▶ [Exercise directions] Repeat the lines beginning at the one with "wooden tray rim" and running to the end of the material, keeping the first and last of them, exactly as they appear.

Point labeling examples:
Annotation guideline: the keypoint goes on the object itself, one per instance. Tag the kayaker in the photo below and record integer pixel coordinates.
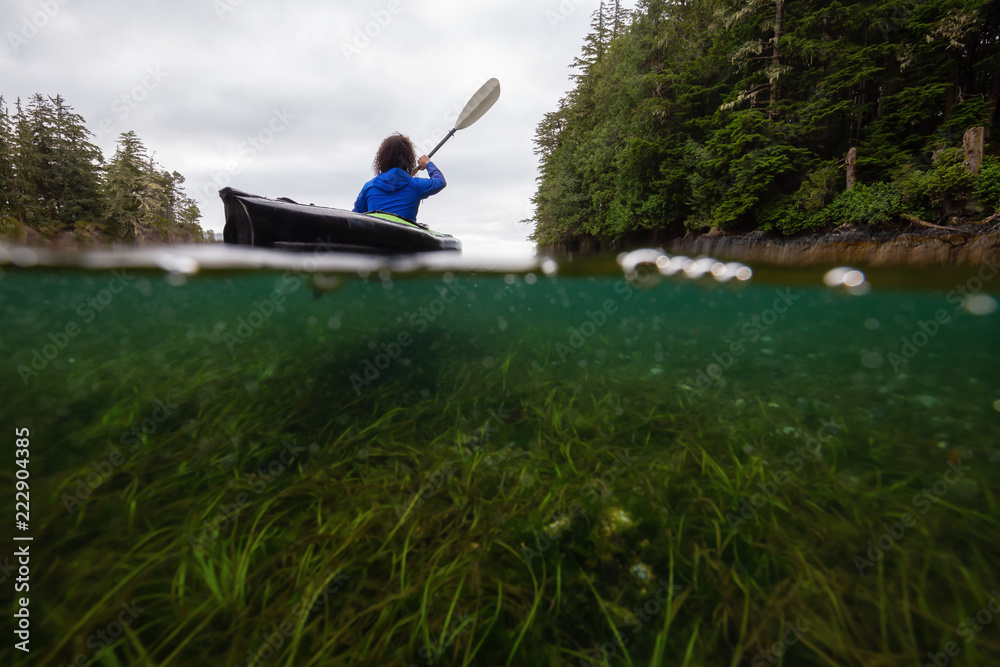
(395, 188)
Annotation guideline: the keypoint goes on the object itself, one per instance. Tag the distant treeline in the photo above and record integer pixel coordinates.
(54, 181)
(739, 115)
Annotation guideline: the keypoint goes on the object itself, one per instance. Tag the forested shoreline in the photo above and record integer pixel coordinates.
(57, 186)
(714, 116)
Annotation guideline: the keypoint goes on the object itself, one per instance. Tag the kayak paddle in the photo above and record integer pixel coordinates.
(480, 103)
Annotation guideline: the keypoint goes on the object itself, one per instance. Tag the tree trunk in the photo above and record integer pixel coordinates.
(852, 158)
(775, 53)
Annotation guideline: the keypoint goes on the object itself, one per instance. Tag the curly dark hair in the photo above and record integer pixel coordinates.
(396, 151)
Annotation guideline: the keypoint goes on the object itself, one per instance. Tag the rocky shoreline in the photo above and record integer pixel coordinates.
(919, 244)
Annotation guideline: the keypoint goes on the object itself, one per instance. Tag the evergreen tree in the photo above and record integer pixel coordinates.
(736, 114)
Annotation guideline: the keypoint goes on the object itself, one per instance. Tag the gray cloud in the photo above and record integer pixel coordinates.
(196, 80)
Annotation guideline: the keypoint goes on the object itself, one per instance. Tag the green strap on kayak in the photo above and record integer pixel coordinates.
(395, 218)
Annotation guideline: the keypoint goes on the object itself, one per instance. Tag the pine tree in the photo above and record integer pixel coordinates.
(124, 180)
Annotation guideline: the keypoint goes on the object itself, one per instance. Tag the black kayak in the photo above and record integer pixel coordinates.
(282, 223)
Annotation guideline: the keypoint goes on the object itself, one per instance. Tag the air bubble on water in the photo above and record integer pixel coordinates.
(177, 263)
(980, 304)
(24, 257)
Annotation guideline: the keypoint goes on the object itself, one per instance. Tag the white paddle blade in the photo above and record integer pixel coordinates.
(479, 104)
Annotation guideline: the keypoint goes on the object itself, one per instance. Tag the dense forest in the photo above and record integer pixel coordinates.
(739, 115)
(56, 184)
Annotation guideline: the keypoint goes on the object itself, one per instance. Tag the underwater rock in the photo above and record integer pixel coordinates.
(966, 489)
(614, 521)
(642, 572)
(928, 401)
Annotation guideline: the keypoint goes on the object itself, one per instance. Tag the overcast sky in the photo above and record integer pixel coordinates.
(205, 85)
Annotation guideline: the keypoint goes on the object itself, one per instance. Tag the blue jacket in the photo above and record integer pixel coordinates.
(398, 193)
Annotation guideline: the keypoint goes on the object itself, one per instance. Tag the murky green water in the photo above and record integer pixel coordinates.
(502, 468)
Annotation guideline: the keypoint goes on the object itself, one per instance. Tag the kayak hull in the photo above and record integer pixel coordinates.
(269, 223)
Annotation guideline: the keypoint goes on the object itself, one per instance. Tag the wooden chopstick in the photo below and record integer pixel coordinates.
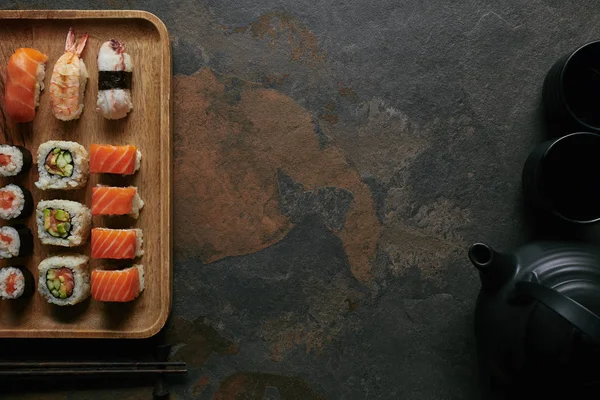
(92, 364)
(60, 371)
(89, 368)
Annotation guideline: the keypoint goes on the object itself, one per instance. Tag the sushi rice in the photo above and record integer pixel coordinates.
(80, 220)
(80, 162)
(15, 241)
(78, 265)
(19, 283)
(17, 160)
(18, 202)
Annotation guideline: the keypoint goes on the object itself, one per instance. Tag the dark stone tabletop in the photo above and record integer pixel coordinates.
(333, 162)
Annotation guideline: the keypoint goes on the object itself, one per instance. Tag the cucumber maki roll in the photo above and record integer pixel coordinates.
(62, 165)
(15, 241)
(63, 222)
(15, 202)
(64, 280)
(14, 160)
(15, 282)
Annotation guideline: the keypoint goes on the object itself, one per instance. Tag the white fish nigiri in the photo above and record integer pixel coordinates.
(114, 80)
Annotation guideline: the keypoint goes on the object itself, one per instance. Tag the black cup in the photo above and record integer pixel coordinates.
(571, 92)
(562, 177)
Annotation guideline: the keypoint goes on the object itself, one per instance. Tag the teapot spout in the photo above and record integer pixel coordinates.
(495, 269)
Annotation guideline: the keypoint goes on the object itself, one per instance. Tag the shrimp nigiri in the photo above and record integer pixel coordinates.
(114, 80)
(69, 78)
(24, 81)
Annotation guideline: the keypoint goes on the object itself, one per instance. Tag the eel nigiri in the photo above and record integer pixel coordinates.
(124, 160)
(121, 286)
(69, 78)
(108, 200)
(24, 82)
(117, 243)
(114, 80)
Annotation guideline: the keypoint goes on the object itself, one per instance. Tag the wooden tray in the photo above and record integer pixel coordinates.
(148, 126)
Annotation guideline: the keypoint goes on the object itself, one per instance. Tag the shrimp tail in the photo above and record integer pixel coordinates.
(70, 43)
(81, 44)
(118, 47)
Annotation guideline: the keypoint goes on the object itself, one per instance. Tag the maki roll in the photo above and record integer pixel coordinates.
(63, 222)
(15, 282)
(62, 165)
(64, 280)
(119, 286)
(114, 80)
(15, 202)
(109, 200)
(14, 160)
(15, 241)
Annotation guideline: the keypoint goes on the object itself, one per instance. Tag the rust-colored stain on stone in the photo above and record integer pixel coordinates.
(258, 386)
(276, 26)
(347, 92)
(200, 385)
(230, 142)
(275, 80)
(329, 303)
(198, 341)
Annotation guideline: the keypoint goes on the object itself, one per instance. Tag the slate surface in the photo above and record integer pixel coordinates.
(360, 149)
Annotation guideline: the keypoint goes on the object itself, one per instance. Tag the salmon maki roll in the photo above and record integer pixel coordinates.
(117, 243)
(119, 286)
(24, 82)
(109, 200)
(108, 159)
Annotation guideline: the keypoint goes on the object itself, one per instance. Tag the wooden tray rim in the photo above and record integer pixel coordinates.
(166, 174)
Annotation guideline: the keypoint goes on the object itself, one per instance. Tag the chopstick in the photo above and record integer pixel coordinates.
(89, 368)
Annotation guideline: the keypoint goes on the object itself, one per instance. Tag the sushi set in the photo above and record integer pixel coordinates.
(85, 174)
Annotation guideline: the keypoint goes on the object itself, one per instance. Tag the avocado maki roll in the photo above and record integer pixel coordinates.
(63, 222)
(15, 241)
(62, 165)
(64, 280)
(15, 282)
(14, 160)
(15, 202)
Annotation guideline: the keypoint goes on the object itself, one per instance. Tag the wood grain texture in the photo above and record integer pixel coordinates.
(148, 126)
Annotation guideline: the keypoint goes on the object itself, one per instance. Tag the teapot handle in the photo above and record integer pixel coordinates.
(575, 313)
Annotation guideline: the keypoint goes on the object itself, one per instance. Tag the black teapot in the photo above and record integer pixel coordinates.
(536, 318)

▶ [The answer]
Annotation guideline: the keypoint goes on the object itself, one per instance. Tag the wooden tray rim in the photo above and record integer pixel coordinates.
(166, 174)
Annotation guideline: the keypoint goes on the object itself, one per instance. Tag the chopstick in the photo above and record integer pixel coordinates.
(89, 368)
Annotation guideline: the keypoint goes on the object itself, one per instance. Tag the sushi set in the photo above and record integer pixel coordinates.
(85, 174)
Annotation guideline: the keypoint goes on the object itself, one per instance. Tag the avocado maki roll in the photo above and record integer pixel coordinates.
(63, 222)
(15, 241)
(62, 165)
(64, 280)
(15, 282)
(14, 160)
(15, 202)
Annotation guideline: the keypoint goes on the object itself, one per instance. Tag the wood grain texture in the photo above and record integer pixel coordinates.
(148, 126)
Annotation guideline: the keypoint goes on the object itself, one per instance. Tag the teapot handle in the photo above and record integer pixel coordinates.
(575, 313)
Annotation guideline: the keypoint goes on the object itself, one per instance. Tag the black teapot in the photo above and record integer pixel coordinates.
(536, 318)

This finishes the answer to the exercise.